— start Data rows —

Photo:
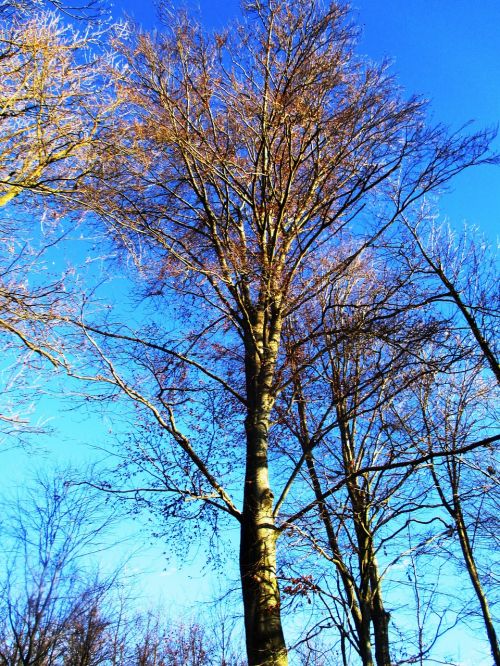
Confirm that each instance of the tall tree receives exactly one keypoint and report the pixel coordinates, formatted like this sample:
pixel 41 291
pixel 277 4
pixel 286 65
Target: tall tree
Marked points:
pixel 237 165
pixel 51 112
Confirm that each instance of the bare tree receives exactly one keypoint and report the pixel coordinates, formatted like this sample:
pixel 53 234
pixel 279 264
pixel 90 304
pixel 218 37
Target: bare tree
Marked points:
pixel 51 112
pixel 51 599
pixel 236 168
pixel 453 411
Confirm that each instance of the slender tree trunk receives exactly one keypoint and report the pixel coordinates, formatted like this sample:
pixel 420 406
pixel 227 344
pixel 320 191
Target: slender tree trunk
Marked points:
pixel 261 597
pixel 476 583
pixel 380 617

— end Data rows —

Short exercise: Print all of the lines above again with no changes, but leave the pictures out.

Output for this exercise:
Photo:
Confirm that each instance of the tall tree receives exactly one keypoint and report the pixel coordinates, formatted like this sample:
pixel 41 291
pixel 277 4
pixel 286 65
Target: tall tree
Marked points:
pixel 237 165
pixel 51 112
Confirm that each instance of the bare tree receives exactly one keypoint and report the pixel coordinates, formatted like this sample:
pixel 53 234
pixel 279 264
pixel 90 304
pixel 218 37
Target: bare tree
Marked points:
pixel 51 112
pixel 51 599
pixel 236 168
pixel 453 411
Confirm that each instance of the slender tree trunk receives exactly one keypoint and report the pixel coordinates, formatted like this sample:
pixel 420 406
pixel 227 344
pixel 320 191
Target: slender tree trunk
Marked points:
pixel 261 597
pixel 476 583
pixel 380 617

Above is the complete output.